▶ _Aim of the exercise_:
Please find every line in the material below that contains the string "chair" and copy each of those lines. Match the case exactly.

<<<<

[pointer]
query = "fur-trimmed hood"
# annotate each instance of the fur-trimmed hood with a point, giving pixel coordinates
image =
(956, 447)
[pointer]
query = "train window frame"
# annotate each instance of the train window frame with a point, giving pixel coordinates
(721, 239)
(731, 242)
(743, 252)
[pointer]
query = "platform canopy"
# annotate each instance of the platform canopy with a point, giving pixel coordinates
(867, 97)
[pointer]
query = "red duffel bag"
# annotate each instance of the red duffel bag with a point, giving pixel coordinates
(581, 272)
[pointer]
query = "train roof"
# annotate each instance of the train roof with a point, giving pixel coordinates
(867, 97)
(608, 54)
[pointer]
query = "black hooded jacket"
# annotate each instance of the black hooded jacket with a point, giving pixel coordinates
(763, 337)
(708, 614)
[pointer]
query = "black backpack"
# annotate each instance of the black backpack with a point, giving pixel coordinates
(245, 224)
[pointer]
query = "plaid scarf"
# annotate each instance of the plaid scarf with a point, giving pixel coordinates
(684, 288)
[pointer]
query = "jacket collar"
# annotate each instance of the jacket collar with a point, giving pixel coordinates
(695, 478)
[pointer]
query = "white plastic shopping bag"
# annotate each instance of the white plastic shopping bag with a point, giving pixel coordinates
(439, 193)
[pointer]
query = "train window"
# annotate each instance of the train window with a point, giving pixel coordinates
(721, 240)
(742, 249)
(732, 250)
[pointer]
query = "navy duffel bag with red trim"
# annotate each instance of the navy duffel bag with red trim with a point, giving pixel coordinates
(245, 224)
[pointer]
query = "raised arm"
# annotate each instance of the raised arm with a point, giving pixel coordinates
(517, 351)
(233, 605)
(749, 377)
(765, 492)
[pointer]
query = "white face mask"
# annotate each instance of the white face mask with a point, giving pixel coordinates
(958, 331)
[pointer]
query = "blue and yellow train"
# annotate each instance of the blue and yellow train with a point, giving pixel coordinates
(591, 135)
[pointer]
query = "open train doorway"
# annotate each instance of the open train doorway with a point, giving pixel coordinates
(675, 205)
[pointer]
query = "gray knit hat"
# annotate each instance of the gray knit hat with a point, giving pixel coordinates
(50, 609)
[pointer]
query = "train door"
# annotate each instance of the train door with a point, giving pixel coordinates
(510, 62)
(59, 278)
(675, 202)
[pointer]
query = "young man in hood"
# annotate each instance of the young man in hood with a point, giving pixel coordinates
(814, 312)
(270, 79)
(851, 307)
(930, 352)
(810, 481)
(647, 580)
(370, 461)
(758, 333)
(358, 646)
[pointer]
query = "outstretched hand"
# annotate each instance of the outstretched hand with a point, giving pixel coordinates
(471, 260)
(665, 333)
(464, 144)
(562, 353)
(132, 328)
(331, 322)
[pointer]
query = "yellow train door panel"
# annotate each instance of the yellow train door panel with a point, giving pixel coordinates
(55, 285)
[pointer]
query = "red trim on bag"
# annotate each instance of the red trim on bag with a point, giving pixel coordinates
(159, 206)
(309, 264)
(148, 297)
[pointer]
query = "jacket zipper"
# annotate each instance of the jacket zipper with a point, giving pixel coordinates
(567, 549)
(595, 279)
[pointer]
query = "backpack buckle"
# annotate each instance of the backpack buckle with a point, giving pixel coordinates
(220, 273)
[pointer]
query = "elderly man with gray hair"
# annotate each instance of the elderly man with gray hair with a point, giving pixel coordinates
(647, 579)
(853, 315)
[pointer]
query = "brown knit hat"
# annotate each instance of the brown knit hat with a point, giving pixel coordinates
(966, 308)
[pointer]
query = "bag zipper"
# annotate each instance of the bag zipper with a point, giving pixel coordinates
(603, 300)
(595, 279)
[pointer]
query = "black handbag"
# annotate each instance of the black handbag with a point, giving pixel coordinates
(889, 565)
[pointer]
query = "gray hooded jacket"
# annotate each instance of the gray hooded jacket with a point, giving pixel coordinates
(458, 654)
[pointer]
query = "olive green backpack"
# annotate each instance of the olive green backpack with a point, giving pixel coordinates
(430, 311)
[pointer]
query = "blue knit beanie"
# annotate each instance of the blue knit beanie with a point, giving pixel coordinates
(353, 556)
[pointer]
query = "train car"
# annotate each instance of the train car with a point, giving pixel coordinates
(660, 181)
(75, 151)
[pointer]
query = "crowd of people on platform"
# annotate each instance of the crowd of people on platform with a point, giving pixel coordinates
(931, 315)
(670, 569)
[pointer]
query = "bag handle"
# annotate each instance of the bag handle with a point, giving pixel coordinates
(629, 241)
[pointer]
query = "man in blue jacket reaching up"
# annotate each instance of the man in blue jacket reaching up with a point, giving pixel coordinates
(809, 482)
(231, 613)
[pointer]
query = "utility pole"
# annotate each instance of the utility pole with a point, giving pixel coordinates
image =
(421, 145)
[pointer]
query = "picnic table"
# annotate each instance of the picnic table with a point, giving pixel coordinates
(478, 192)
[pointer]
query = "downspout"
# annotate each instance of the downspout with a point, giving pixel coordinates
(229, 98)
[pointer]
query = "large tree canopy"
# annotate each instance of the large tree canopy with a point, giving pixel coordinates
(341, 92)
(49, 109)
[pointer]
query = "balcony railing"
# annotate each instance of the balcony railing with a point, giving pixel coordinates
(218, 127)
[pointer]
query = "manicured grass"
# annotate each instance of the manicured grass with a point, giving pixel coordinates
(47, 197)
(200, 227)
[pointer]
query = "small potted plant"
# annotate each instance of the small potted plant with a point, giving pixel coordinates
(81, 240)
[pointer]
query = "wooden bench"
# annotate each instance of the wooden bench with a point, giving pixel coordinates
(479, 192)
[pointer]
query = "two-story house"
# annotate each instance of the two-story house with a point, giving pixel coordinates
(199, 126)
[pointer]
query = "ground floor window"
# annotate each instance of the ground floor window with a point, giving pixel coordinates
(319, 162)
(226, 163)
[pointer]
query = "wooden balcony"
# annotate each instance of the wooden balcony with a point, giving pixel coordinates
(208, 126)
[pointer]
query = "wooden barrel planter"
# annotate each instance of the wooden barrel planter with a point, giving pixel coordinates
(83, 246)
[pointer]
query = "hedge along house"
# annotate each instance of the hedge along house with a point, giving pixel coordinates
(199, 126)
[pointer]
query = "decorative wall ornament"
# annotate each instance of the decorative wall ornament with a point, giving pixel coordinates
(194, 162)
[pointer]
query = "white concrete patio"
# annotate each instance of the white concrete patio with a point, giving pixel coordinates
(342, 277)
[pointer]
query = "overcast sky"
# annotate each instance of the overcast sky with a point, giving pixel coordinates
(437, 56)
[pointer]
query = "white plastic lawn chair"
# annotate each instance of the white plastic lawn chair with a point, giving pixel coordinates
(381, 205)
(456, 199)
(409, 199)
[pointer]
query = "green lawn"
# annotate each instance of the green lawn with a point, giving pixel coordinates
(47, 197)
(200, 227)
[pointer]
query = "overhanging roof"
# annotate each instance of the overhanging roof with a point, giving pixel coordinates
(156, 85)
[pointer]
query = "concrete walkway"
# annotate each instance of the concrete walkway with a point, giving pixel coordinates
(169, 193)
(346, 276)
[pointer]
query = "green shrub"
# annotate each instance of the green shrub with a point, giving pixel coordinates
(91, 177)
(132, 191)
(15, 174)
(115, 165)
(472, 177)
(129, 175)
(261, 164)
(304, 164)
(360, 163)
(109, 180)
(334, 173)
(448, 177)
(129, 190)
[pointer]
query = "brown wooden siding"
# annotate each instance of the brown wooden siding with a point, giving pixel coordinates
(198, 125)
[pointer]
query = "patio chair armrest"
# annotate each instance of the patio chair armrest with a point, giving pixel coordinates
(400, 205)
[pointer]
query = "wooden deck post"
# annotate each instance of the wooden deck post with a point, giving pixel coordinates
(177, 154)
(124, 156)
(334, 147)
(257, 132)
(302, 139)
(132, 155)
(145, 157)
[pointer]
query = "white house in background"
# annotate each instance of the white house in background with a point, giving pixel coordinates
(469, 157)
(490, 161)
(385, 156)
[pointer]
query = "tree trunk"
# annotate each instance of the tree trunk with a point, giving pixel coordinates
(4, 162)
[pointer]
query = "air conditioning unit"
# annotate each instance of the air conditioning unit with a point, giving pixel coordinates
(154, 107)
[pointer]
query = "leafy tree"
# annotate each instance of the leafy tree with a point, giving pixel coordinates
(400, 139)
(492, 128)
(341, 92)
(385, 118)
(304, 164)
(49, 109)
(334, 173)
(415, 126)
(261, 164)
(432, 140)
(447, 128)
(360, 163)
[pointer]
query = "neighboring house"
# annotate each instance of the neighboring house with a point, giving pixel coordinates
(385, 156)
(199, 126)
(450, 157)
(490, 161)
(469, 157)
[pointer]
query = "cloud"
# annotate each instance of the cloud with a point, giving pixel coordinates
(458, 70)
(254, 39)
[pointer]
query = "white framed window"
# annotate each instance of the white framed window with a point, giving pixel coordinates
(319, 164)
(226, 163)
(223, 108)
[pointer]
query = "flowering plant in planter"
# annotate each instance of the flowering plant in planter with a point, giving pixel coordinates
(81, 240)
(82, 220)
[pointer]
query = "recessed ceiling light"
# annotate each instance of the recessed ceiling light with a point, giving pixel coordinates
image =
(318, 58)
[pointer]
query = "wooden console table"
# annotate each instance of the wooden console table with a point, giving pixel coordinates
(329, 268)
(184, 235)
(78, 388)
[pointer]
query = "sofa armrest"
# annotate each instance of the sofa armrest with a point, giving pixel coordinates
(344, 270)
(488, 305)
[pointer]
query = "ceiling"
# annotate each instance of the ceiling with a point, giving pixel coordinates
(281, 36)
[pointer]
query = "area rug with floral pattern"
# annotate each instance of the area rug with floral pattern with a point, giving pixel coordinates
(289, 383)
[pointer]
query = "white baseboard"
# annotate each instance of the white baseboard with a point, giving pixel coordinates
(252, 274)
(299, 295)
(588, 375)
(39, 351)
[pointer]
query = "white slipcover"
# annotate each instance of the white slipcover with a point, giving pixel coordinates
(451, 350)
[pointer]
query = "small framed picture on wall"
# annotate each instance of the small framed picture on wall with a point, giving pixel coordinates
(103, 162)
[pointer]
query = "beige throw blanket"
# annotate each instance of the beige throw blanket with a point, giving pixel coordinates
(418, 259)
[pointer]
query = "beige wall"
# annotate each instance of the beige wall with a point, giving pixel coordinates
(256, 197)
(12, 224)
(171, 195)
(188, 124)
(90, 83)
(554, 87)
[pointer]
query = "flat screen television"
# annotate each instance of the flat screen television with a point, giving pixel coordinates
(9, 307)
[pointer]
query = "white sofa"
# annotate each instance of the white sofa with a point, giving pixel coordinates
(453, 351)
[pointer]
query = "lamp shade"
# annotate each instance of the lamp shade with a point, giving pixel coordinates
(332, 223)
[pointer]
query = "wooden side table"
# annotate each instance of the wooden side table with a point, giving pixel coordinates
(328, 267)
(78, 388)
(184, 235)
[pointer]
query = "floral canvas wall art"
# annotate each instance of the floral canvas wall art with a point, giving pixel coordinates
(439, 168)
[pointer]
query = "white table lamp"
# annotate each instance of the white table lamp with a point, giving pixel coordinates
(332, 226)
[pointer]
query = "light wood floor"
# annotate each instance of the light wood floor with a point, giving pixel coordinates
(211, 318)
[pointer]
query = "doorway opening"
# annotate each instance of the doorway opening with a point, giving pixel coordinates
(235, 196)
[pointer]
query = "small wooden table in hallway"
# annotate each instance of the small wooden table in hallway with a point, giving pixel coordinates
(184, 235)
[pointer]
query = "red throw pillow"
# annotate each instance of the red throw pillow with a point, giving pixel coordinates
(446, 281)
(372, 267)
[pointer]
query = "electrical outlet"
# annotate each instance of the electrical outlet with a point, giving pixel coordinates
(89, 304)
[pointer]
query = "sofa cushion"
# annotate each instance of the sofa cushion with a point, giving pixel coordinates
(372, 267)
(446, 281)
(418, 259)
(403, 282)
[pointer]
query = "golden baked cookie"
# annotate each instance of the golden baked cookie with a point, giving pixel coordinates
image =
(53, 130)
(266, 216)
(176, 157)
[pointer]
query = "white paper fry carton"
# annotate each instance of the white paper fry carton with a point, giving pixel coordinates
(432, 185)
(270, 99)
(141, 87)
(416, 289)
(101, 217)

>>>>

▶ _Solution to this task_:
query = "white plastic lawn chair"
# annotate each instance of the white plastic lawn chair with a point, giving pixel coordinates
query = "patio chair armrest"
# annotate each instance of the patio chair armrest with a point, giving pixel coordinates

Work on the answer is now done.